**Records for the task**
-=-=-=-=-
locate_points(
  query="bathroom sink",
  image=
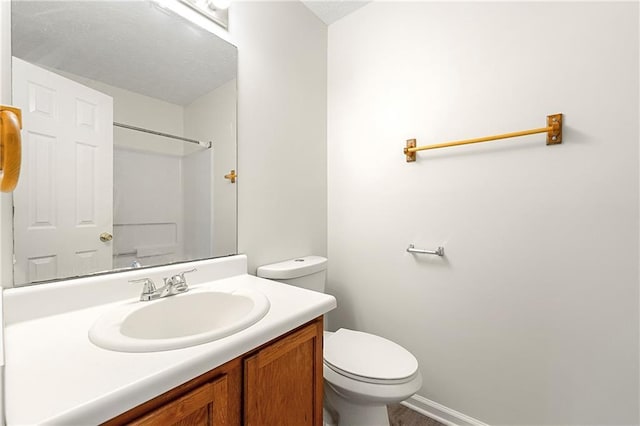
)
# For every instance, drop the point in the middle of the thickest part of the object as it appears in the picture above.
(188, 319)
-=-=-=-=-
Write out the listing again, switching "middle" to "center" and changing nothing else. Leave the picture out of your answer.

**Result of the task**
locate_points(
  query="bathroom sink",
  image=
)
# For every instance, drop the point in the center of the thickest part of the object as it appears in the picture above.
(188, 319)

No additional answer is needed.